PAGE –
# suggestions for a slow older PC



## michiganfarmer (Oct 15, 2005)

I have a compac PC. Its at least 8 years old, and I think it might be 10. It originally came with ME OS on it, but as soon as 2000 came out I upgraded, then again when XP came out.

Anyway, it is very slow to open any window. We just got DSL for my wife for college, so Ive been trying to clean it up so it will work a little faster. I have downloaded CCleaner, and superantispyware, both from hippo, and ran them both. I have defragged, and I have downloaded all the microsoft updates, and service packs. 


I dont know the specs offhand for the RAM, hard drive, or processor. 

There is 48% free space in the hard drive. 

Will reducing the number of programs on the hard drive speed up the computer? Does anyone have any other ideas?


----------



## lharvey (Jul 1, 2003)

Ah the age old qustion, can I take my 10 year old computer and make it faster?

The short answer is NO. Reducing the number of programs will not help you.

Adding more RAM may help you but only to a certain point. You can't put 8 pounds of stuff in a five pound bag. 

Your machine runs on a combination of RAM and Processor.

XP requires a minimum of 256 MB of RAM just to run. As soon as you open another program you start the slippery slope.

If you add more ram, your processor will accept it MAYBE and you may notice a slight difference up to a certain point.

I work on a ton of residential machines for customers. I would send this one away with out opening the case because the customer would never be happy after spending money on it and they would tell everybody I didn't do anything.

L


----------



## michiganfarmer (Oct 15, 2005)

I do have a little computer knowledge, and I was thinking that it might just be to old. 

Thanks for your info


----------



## Nevada (Sep 9, 2004)

michiganfarmer said:


> I do have a little computer knowledge, and I was thinking that it might just be to old.
> 
> Thanks for your info


Right-click on your My Computer icon, then select Properties. You can see the processor & RAM on your General tab under "Computer:".


----------



## totustuus (Jul 3, 2009)

EXTRACTED ENTRIES –

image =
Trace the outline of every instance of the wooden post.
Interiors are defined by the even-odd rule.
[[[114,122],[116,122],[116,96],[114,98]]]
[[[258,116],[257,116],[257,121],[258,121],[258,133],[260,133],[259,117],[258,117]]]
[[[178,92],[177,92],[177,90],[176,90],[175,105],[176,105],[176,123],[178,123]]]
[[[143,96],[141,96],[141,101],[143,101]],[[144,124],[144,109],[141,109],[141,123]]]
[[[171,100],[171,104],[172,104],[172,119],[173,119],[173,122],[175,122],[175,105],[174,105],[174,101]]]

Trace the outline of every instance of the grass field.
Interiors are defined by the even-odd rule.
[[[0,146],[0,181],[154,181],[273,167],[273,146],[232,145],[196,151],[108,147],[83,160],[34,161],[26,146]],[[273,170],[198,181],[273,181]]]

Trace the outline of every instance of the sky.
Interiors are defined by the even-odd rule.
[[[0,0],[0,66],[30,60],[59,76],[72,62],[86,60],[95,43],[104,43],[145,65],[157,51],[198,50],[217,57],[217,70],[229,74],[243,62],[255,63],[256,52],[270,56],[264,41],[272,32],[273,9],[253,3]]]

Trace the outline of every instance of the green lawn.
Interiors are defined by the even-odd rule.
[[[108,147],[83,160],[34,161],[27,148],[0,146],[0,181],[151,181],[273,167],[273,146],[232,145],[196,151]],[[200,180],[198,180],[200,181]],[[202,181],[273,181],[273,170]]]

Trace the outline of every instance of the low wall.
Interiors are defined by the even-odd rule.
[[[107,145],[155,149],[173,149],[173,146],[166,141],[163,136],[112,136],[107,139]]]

THINGS TO DO –
A) In the thread about a slow older PC, how much free space does the hard drive have?
B) Extend the thread about a slow older PC from the point where it stops.
These rows come from a different source than the thread.

WRITTEN RESPONSES –
A) 48%

B)
I too recently dealt with a slow "obsolete" laptop (about 5 years old) running windows XP. Performance was horrible. I recently left the dark side (Windows) and am now running puppy linux. The operating system loads into RAM and the machine is now every bit a fast as my wife's new fangled Apple macbook pro with a core 2 duo processor.
The nice thing is you can give a try by burning puppy linux to CD without installing it to your hard drive. Who knows, it may work well for you!


----------



## HermitJohn (May 10, 2002)

Actually an early unupdated version of XP will run on as little as 64mb ram. But unless you are going to run offline only probably not good idea. Online an unprotected unupdated XP is huge magnet for all sorts of crap, especially on a broadband connection.

Under 256mb ram and suggest you have choice of Puppy Linux (or one of the other mini linux distributions like D*amnSmall or Slitaz or Austrumi) or a pirated cut down version of XP called TinyXP. It wont have all the bells and whistles of official XP, but is much, much lighter and can run decent on old hardware. Different versions, I presently have TinyXP rev5 as best compromise between size, speed, and capabilities. Though I only have it as a replacement for original XP to run 2 windows programs offline since its so much smaller, faster, and more stable than original install of XP. Everything else I use Puppy Linux. You can cut down your own XP with program called ntlite (thats what the tinyXP creator used) but removing one thing can affect other things. The TinyXP has already done the work of getting whats left functioning properly and its very stable. But on other hand it is considered a pirated program. Since it replaced an existing XP install that was licensed on my computer, I dont have any moral problems using it. Not taking any food out of the mouth of Big Bill's children.... and no it doesnt make you phone home to get permission to install it and all that other bs. A google should find a downloadable copy pretty easy.


----------



## Gary in ohio (May 11, 2002)

michiganfarmer said:


> I have a compac PC. Its at least 8 years old, and I think it might be 10. It originally came with ME OS on it, but as soon as 2000 came out I upgraded, then again when XP came out.


You might want to check with the school the wife is attending to find out what if any PC requirements she has. Without knowing the specs on the machine its hard to tell but I can pretty much say more memory is the only real help. 
New computers are so cheap now that its really not worth investing in old machines. For the price of maxing out the memory and a new disk drive you pretty much 1/2 way to a new machine and if you look around that would pay for a reburbished 4 year old machine.


----------



## michiganfarmer (Oct 15, 2005)

Nevada said:


> Right-click on your My Computer icon, then select Properties. You can see the processor & RAM on your General tab under "Computer:".


the computer in question is at home, and Im at work. Ill chekc it out when I get home


----------



## michiganfarmer (Oct 15, 2005)

I appreciate all the information


----------



## Kari (Mar 24, 2008)

I agree with all the other posters to a certain extent.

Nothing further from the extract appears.